**Work to be completed:**
The entries below are to be returned as written, with all pictures dropped.

**Input:**
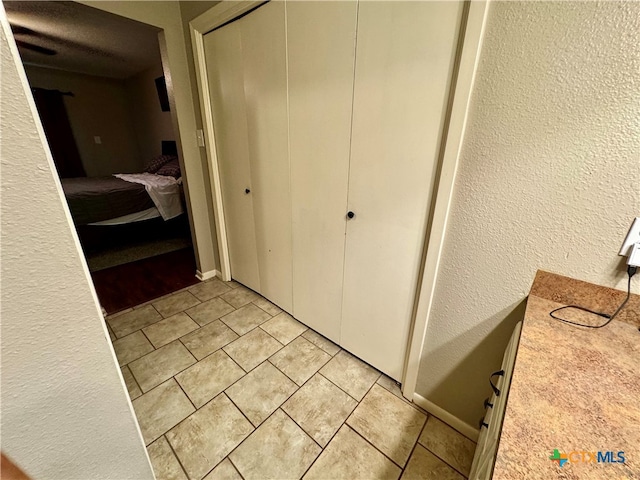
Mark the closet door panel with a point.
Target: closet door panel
(321, 55)
(404, 58)
(223, 51)
(265, 89)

**Solution to the problem:**
Mark the closet door panel with a point.
Target: closet door panel
(321, 55)
(404, 58)
(223, 51)
(265, 89)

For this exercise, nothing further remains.